Artikel —
Dalam konteks tertentu saya melihat kalau faktor akar budayalah yang menyebabkan hal itu bisa terjadi. Kondisi yang sama rasanya sulit terjadi di Indonesia, negeri dimana sifat komunal masih jadi bagian utama dalam kehidupan keseharian. Orang Indonesia boleh ramai di dunia maya, memperbincangkan apa saja, berbagi apa saja, tapi tetap saja itu tidak cukup. Interaksi dunia maya harus dilengkapi dengan sesuatu dimana terdapat sebuah ajang dimana interaksi sosial yang nyata bisa dinikmati.

Tujuan Anda —
Tuliskan kembali seluruh artikel di atas persis sama, kata demi kata.

[Data Sumber]
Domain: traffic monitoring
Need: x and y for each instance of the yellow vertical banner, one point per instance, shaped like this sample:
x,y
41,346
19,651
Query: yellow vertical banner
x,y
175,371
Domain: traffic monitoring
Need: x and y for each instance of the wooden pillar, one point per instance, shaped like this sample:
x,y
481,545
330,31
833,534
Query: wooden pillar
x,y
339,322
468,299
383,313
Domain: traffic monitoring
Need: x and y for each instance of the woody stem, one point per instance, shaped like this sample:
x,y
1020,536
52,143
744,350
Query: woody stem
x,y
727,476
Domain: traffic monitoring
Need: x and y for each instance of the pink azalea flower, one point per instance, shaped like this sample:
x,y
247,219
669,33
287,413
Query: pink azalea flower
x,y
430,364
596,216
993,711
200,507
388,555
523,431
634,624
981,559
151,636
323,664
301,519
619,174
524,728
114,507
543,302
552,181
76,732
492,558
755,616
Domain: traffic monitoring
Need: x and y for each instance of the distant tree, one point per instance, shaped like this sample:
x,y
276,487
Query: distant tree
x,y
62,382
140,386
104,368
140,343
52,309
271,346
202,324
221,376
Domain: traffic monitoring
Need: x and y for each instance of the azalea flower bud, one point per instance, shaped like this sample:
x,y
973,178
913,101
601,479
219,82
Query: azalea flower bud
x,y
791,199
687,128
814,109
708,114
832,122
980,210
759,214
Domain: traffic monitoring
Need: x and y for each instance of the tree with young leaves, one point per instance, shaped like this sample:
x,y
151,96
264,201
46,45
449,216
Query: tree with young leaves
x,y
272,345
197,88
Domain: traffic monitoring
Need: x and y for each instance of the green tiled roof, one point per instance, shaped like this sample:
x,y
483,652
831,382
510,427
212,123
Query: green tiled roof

Jawaban Latihan —
Dalam konteks tertentu saya melihat kalau faktor akar budayalah yang menyebabkan hal itu bisa terjadi. Kondisi yang sama rasanya sulit terjadi di Indonesia, negeri dimana sifat komunal masih jadi bagian utama dalam kehidupan keseharian. Orang Indonesia boleh ramai di dunia maya, memperbincangkan apa saja, berbagi apa saja, tapi tetap saja itu tidak cukup. Interaksi dunia maya harus dilengkapi dengan sesuatu dimana terdapat sebuah ajang dimana interaksi sosial yang nyata bisa dinikmati.